> Provided passage:
#####

# Test vLLM Streaming Pipeline (Single GPU)

Simple test to verify the streaming pipeline works with vLLM on a single GPU.

In [None]:
import ray
import time
import hashlib
import uuid
from pathlib import Path
from loguru import logger
from ray.util.queue import Queue

# Shutdown any existing Ray instance
ray.shutdown()

In [None]:
# Initialize Ray
ray.init(ignore_reinit_error=True)
print(f"Ray initialized: {ray.cluster_resources()}")

In [None]:
# Import pipeline components
from src.streaming_pipeline import (
    AgentRayComputeConfig,
    AgentStage,
    QueueStreamingDatasource,
    StreamingDatasourceConfig,
    StreamingPipeline,
)
from src.pipelines.instrument_detection.agents.audio_preprocessor import AudioPreprocessorAgent
from src.pipelines.instrument_detection.agents.instrument_detector import InstrumentDetectorAgent

In [None]:
# Configuration
MODEL_NAME = "Qwen/Qwen3-Omni-30B-A3B-Instruct"  # or your cached model path
NUM_TEST_FILES = 50  # Number of audio files to test with
WARMUP_TIMEOUT = 300.0  # 5 minutes for model loading

In [None]:
# Find audio files
audio_dir = Path("../audio_files")
audio_files = list(audio_dir.glob("*.mp3"))[:NUM_TEST_FILES]
print(f"Found {len(audio_files)} audio files to test:")
for f in audio_files:
    print(f"  - {f.name}")

In [None]:
# Helper functions
def create_job_row(filepath: Path) -> dict:
    """Create a job row from an audio file."""
    audio_bytes = filepath.read_bytes()
    return {
        "job_id": f"job_{uuid.uuid4().hex[:8]}",
        "song_id": f"song_{uuid.uuid4().hex[:8]}",
        "song_hash": hashlib.sha256(audio_bytes).hexdigest()[:16],
        "filename": filepath.name,
        "audio_bytes": audio_bytes,
    }

# Identity function for item_to_row (items are already rows)
def identity(x):
    return x

In [None]:
# Create job queue and datasource
job_queue = Queue(maxsize=100)

datasource = QueueStreamingDatasource(
    queue=job_queue,
    item_to_row_fn=identity,
    config=StreamingDatasourceConfig(
        parallelism=1,
        batch_size=1,
        batch_timeout=0.5,
        poll_interval=0.1,
        max_items=NUM_TEST_FILES,
    ),
)
print("Datasource created")

In [None]:
# Create pipeline stages

# Stage 1: Audio Preprocessor (CPU)

#####

> Goal a: Go through the listing and copy every line that contains the word "window".
The vLLM streaming notebook and the listing are unrelated material.

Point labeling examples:
#####

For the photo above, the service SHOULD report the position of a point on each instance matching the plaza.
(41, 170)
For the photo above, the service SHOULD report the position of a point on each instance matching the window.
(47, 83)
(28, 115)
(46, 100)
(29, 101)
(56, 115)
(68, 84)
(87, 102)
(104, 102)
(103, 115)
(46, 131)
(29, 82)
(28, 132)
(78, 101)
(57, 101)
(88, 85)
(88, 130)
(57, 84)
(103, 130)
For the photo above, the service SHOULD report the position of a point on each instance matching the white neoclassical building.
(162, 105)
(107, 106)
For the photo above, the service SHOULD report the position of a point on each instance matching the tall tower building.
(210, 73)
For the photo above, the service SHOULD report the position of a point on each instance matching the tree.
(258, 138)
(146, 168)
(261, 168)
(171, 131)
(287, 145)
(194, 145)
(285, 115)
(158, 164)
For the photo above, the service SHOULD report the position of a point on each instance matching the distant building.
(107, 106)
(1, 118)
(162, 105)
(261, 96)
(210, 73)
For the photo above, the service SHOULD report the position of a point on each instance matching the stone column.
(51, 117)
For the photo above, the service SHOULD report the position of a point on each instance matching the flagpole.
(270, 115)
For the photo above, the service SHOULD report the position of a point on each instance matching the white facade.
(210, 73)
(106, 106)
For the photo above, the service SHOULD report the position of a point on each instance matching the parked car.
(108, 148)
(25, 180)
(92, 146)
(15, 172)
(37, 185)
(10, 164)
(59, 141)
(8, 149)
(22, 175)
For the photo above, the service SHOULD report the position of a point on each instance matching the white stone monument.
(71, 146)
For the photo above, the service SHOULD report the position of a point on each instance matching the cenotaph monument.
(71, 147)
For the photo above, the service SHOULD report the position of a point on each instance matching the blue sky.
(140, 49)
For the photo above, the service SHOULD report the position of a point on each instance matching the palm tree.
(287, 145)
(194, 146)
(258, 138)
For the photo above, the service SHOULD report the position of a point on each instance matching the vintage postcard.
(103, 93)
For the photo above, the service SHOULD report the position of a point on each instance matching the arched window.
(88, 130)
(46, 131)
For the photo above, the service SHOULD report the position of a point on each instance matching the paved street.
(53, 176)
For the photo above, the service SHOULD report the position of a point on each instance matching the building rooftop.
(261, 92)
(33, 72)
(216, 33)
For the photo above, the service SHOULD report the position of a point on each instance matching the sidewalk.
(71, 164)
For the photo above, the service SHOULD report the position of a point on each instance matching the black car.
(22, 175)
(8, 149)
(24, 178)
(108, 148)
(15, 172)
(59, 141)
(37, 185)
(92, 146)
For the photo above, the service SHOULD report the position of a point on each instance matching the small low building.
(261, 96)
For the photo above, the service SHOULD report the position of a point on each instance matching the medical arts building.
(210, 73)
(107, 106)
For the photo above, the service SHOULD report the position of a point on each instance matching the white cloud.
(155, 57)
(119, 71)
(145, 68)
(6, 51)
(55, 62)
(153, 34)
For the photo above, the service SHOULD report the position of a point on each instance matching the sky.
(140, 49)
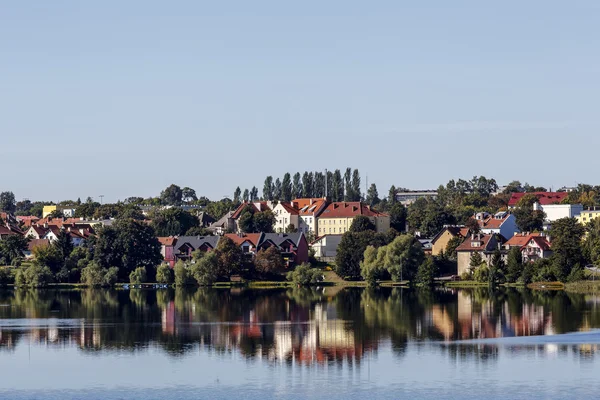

#####

> Goal b: In the vLLM streaming notebook, what maximum size is given to the job queue?

> Task result a:
For the photo above, the service SHOULD report the position of a point on each instance matching the window.
For the photo above, the service SHOULD report the position of a point on each instance matching the arched window.

> Task result b: 100